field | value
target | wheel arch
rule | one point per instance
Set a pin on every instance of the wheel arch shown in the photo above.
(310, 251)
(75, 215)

● ● ● ●

**What you will do**
Once the line with "rule | one point per instance" is found, transcribe it and each line after it through the final line of the entries, exactly and only.

**Written solution**
rule | one point per instance
Set a pin on every instance of the wheel arch shown in the photo above.
(310, 251)
(75, 215)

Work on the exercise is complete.